PROBLEMS:
• 1. In the essay on religion and science, why does the author consider the top-down way of defining Catholicism misleading? Answer in one to three sentences.
• 2. According to the essay on religion and science, what does the author prostrate in front of in the morning?

━━━ QUOTED PASSAGE

More. In my own life, religion and science are correctives to each other. There are errors of the mind and heart that are characteristic of religious people, which science corrects. We're given to all the variations of the pathetic fallacy. We perceive persons where there are no persons, intentions where there are no intentions. We want to make the world into a mandala, an outward emblem of our inner life. We rework the outer world, not as we want it to be (that's a slander on religious people which has never been true) -- but as it makes emotional sense to us. Science rescues us from this.

Likewise, there are errors of the mind and heart that are characteristic of scientific people, which meditation and comtemplation correct. We tend to hide our motivations from ourselves; we tend to take our thoughts at face value. We tend to put our energy into answering external questions, and to forget the very first, fundamental question, the question before the question: why are we asking? There is always a reason why we ask any question. Often enough it's not a very pretty one, but we had better know what it is. That's where the techniques of rigorous introspection -- which have been worked out in various religious traditions, through struggles just as difficult as Gallileo's and Newton's -- are indispensable. If you haven't learned them and practiced them, I can pretty much guarantee that you are deeply deceived about how your mind works and why it asks the questions it asks.



I said something like, “There are tens of thousands of religions, and very few of them make a big deal of subscribing to a laundry list of assertions about cosmological reality,” and he answered, “I think almost all of them do.”

It wasn't answerable in the space of a Facebook thread, so I dropped it, but I understand why we were talking past each other a bit. Some of the difficulty is just in how you count. One way to think about religions -- the way I was thinking -- was to take each one as of equal weight. So a shaman practicing way up the Amazon counts for one, and Catholicism, with its hundreds of millions of adherents, also counts as (only) one. Moreover, historical religions, which we know about but which are no longer practiced, also count in this census. Most religions, counting this way, are animistic or shamanic: they are not organized, and have no power, even if they had the wish, to enforce subscription to articles of belief. You might call this the Senate of religions. But you can also think proportional representation -- a House of religions. In that case, Catholicism, say, ranks as a sort of California. There are *lots* of Catholics, and they have a lot of weight to throw around.

But there's still difficulty with the definition of “religion.” There's a lot of different ways of thinking about what Catholicism is. You can ask the Pope what it is, and get one answer, and that's the basic approach that someone writing a Wikipedia article would take. And so go read the article, and you'll find out exactly what Catholics believe: all about God the creator, the trinity, transubstantiation, and so forth.

The problem with this top-down approach is that it gives you a wildly inaccurate idea of what most Catholics, most of the time, believe. Most of the French, for example, identify as Catholic. A large proportion of them also identify as atheist. There is a huge disconnect between the official position of the church and what its members actually think and do. You can airily dismiss the Catholicism of these atheists, and say that they're not really religious -- and in fact my interlocutor took this route, and averred that I was not religious, even though my religious convictions and practice are the center of my life, and give it such meaning as it has -- but that doesn't really answer any questions. What is an atheist doing in church, then, and why does he do it? If it's not out of religious motives that I prostrate in front of a little wooden Buddha statue in the morning, then what exactly do you call those motives? A definition of religion that excludes such a large proportion of what most people think of as religious activity may not be a very useful one.

━━━━━━
━━━ EXTRACTED MATERIAL

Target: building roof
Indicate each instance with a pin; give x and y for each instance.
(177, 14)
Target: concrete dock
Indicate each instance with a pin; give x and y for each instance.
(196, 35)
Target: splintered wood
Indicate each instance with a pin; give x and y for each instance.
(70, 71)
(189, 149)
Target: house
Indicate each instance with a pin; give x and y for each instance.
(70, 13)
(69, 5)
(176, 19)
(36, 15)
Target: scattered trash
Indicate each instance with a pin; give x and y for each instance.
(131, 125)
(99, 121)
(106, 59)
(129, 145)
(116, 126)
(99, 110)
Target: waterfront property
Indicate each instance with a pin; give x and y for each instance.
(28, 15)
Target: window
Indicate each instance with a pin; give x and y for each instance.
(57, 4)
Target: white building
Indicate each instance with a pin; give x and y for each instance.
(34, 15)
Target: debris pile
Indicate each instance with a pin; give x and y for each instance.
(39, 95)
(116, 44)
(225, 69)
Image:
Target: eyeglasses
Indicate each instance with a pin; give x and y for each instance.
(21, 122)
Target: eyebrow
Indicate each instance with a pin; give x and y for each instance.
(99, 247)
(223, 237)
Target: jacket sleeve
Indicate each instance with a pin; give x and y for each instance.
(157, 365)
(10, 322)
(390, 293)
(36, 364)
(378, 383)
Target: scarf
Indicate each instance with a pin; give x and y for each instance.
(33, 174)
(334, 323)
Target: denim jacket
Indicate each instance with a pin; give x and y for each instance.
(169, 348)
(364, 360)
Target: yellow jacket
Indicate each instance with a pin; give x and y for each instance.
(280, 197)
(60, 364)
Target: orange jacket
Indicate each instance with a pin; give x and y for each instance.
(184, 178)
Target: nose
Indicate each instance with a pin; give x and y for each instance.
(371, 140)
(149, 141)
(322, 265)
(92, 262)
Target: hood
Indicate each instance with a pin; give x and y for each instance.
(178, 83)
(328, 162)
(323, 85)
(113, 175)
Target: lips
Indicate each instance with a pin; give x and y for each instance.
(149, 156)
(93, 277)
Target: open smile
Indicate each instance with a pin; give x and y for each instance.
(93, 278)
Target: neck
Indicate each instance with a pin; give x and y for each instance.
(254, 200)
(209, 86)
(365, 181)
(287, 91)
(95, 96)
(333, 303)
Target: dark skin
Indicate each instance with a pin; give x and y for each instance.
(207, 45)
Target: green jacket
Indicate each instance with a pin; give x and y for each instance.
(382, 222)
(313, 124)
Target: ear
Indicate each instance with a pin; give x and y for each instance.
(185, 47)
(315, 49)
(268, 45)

━━━━━━

WRITTEN RESPONSES:
• 1. Asking the Pope or reading a Wikipedia article yields the church's official position, which gives a wildly inaccurate idea of what most Catholics actually believe most of the time. There is a huge disconnect between that position and what members think and do: most of the French identify as Catholic, and a large proportion of them also identify as atheist.

• 2. A little wooden Buddha statue.